:: WHAT IS EXPECTED ::
Please state how many lines of the following data contain the string "below". Case counts, and the reply should be the number alone.

>> begin SUPPLIED MATERIAL

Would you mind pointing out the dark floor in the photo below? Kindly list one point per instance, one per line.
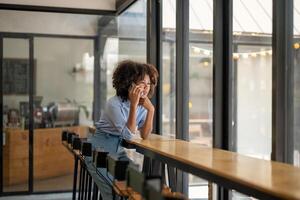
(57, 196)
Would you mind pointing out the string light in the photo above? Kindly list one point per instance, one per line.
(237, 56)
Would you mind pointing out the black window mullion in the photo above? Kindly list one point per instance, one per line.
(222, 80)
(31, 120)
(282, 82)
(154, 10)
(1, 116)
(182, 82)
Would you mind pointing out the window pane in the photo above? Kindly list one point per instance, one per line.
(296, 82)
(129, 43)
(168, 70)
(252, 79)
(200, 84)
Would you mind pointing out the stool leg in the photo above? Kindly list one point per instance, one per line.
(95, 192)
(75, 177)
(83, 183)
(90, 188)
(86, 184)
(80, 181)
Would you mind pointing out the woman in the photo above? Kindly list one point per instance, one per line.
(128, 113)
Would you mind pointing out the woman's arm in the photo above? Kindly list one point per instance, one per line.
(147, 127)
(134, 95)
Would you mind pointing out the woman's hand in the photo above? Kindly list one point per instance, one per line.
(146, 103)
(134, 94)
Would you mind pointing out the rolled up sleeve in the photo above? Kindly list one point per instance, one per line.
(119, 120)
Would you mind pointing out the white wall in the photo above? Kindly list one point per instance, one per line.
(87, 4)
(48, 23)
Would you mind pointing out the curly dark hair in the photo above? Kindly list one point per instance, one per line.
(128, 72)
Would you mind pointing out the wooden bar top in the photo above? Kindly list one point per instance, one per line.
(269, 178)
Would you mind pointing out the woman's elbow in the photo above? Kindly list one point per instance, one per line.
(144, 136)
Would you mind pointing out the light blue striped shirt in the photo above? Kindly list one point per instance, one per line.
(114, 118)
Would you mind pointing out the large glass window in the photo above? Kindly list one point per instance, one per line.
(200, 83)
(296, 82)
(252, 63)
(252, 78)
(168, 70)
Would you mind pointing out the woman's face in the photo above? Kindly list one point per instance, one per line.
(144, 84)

>> end SUPPLIED MATERIAL
>> begin SUPPLIED MATERIAL

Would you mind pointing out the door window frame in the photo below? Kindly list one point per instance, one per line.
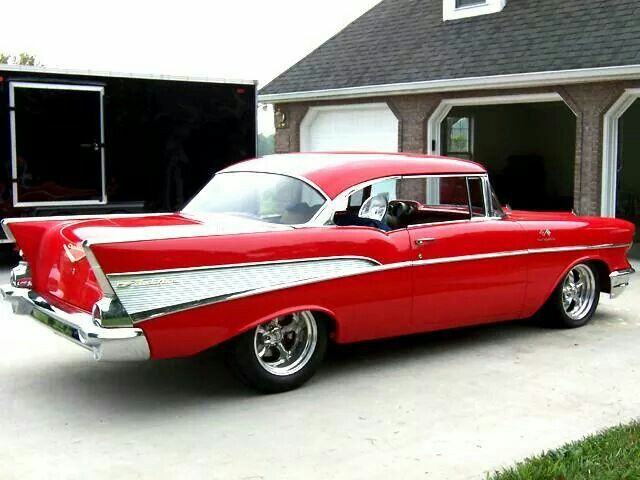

>> end SUPPLIED MATERIAL

:: WRITTEN RESPONSE ::
2